EXERCISE PROMPT » Give the entries again, word for word.
START DATA SHOWN
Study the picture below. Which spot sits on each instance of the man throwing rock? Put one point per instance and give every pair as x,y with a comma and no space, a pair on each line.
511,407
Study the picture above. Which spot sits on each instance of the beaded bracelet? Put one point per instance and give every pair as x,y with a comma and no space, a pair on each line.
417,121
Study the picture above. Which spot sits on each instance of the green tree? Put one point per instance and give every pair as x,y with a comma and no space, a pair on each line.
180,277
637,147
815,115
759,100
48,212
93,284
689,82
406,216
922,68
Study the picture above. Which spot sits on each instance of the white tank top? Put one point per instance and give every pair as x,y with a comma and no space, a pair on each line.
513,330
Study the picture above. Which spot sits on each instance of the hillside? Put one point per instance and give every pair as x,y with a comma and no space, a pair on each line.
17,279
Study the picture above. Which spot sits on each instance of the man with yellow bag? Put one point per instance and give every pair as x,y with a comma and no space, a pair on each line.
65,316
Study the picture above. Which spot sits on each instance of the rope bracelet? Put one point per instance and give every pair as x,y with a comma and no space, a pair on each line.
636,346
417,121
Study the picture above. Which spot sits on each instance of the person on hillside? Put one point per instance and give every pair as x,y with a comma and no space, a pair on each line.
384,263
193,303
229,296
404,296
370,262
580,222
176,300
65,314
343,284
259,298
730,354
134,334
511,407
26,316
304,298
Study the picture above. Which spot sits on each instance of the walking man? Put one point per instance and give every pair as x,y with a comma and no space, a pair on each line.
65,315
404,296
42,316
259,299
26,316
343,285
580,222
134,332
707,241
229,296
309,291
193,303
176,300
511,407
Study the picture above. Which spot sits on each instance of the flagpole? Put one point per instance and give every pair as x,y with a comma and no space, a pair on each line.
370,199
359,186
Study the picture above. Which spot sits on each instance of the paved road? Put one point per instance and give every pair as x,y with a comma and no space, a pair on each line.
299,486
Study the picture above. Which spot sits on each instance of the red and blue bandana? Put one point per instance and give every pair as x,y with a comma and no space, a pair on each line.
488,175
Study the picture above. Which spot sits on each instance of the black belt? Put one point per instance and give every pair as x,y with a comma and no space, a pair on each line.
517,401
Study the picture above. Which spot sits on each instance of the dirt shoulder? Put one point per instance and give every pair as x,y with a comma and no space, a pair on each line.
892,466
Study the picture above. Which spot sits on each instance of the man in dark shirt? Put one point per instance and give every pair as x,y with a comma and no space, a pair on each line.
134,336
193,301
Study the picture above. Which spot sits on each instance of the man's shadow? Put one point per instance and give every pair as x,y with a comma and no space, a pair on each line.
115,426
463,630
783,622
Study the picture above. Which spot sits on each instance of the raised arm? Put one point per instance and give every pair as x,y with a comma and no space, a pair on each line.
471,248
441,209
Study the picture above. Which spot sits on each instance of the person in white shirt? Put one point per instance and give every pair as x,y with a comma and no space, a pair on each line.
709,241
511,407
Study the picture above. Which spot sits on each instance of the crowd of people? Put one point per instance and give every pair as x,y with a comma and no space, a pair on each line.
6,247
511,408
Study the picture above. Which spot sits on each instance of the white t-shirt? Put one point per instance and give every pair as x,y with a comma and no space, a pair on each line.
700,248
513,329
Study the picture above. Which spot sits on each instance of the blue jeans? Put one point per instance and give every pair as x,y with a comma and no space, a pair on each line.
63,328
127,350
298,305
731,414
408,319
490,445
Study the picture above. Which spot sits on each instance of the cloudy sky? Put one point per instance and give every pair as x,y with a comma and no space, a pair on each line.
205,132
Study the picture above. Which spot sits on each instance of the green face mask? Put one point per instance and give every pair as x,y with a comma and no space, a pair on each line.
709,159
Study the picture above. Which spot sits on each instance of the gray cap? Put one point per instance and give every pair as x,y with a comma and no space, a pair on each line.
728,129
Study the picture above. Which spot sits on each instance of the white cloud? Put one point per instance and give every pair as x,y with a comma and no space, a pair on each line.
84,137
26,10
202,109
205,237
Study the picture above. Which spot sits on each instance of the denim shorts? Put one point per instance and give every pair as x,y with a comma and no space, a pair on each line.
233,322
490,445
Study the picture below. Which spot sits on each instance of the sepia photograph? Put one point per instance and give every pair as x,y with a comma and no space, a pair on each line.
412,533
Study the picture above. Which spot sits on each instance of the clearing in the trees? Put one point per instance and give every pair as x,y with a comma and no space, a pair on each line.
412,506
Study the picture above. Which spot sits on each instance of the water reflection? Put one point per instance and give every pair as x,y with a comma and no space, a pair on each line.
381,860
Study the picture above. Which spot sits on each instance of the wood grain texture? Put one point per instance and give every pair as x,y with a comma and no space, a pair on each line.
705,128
END DATA SHOWN
ANSWER TO THE PROBLEM »
Study the picture below. Which spot sits on each instance of the man throwing rock? Put one point per instance and give every pair as x,y with a comma and no space, a pair on each line.
511,407
Study the picture above. Which spot sits on each instance of the beaded bracelet? Put one point per instance and give every pair as x,y with a comma and no space, a pair on each line.
417,121
Study the picture above. Which spot sits on each instance of the green tree? Put one point per instance and give every pair as x,y with a comma and no space, a pair on each line.
180,277
637,147
815,115
759,100
48,212
93,284
689,82
406,216
922,68
Study the picture above. Which spot sits on each instance of the white tank top? Put one point per instance and give every pair as x,y with a comma and no space, a pair on each line.
513,330
Study the picture above. Which spot sits on each instance of the hillside? Put one point per instance and give every pair as x,y with a comma and no space, a pair on each line.
17,279
Study the picture above. Which spot sits on each instance of the man with yellow bag? Put one point per instance and give every pair as x,y with a comma and no space, a pair on each line.
65,316
Study the picture above. Which spot sits on each instance of the rope bracelet? Put one point per instance and give every pair as x,y with a comma and no space, a pair on each line.
636,346
417,121
Study the picture above. Which spot sits on each instance of the person on hillside? Put one point per instance and give every pair as x,y with a comma and no space, a pair on each line.
384,263
193,303
229,296
404,296
370,262
580,222
176,300
65,314
343,284
259,298
730,354
134,334
511,407
26,316
304,298
Study the picture above. Which spot sits on each instance of the walking man? Put one point per instance and give every pair as x,y with a comma and no space, a pair on each line.
65,315
404,296
42,316
259,299
26,316
343,285
580,222
134,332
707,241
229,296
309,291
193,303
176,300
511,407
Study the picture above. Which spot sits on each instance of the flagpole? Put one point per instance and give every pair as x,y with a comma and no space, a pair on each line.
370,199
359,186
Study the picture above. Which spot sits on each instance of the paved road? Put one point per instance and give every pair as x,y with a comma and no space, a pair on each line.
299,486
Study the picture above. Which spot sits on each instance of the red and blue bandana? Put one point per instance and give every pair as x,y with a comma and no space, a pair on each line.
488,175
Study the picture above. Which spot sits on each instance of the black belt? Put one point per instance and give every pair as x,y with a comma and no space, a pair on each line.
517,401
Study the picture above. Which spot sits on each instance of the dirt shoulder? Put one point per instance and give every pair as x,y with a comma and no space, a pair on each line.
892,466
Study the picture above. Which spot sits on each instance of the man in dark shirt? Put one point per instance and give every pair as x,y with a comma and no space, a pair on each line.
134,336
193,301
Study the picture above. Which spot sits on each instance of the man's shadow? Put one point per instance and give every pair as x,y with a comma and no space, a pair on each line.
115,426
463,630
783,622
Study the picture above. Which spot sits on each instance of the raised arm? Put one point per instance and give every pair as x,y with a comma and no space, a pair on each line.
471,248
441,209
Study the picture above. Which spot sits on each instance of the person in white shirt? Put one point per instance and give every pair as x,y with a comma and no space, a pair on each line.
709,241
511,407
Study the picture above. Which spot sits on each instance of the crowd of people? Put one point per instance and give every pair as x,y with a comma and no space, a pair on each line.
6,247
511,408
Study the picture above. Which spot sits on each instance of the white t-shirt? Put one point per instance and give every pair as x,y with a comma and no space, a pair on each line.
700,248
513,329
Study the picture above. Which spot sits on each instance of the blue jeans? Put one point per instance and give every pair as x,y with a comma and no space, a pair on each line.
63,328
127,350
298,305
731,414
408,319
490,445
Study the picture above. Which spot sits on each instance of the cloudy sky? Put one point per instance and give every pair as x,y with a comma and no space, a pair on each line.
205,132
Study the picture above. Which spot sits on each instance of the green face mask? Put one point per instance and give every pair as x,y with a comma and no space, a pair on each line.
709,159
Study the picture above. Which spot sits on each instance of the gray cap? Put one point per instance and give every pair as x,y with a comma and no space, a pair on each line.
728,129
Study the picture above. Which spot sits on each instance of the white cloud? Put one point per instance and give every pair as x,y with a comma and no space, a pair on each line.
84,137
26,10
202,109
205,237
Study the picture above. Which spot sits on each instance of the denim shorts? Put one point per instance and give every pair as x,y with a comma and no space, a pair on each line.
233,322
490,445
Study the picture below. Which spot sits on each instance of the sepia photograph? Put one point per instance and give every pair as x,y with a comma and no space, a pair on each line.
412,533
Study the picture above. Which spot sits on each instance of the clearing in the trees? Put one point per instance and give every pair as x,y with a comma and no space, a pair on each line.
412,506
Study the picture above. Which spot sits on each instance of the water reflection? Put one point per instance and give every pair as x,y with a comma and no space, a pair on each line.
381,860
Study the picture above. Which spot sits on each instance of the wood grain texture? Put one point per instance and give every pair as x,y with a comma and no space, a pair on each line.
705,128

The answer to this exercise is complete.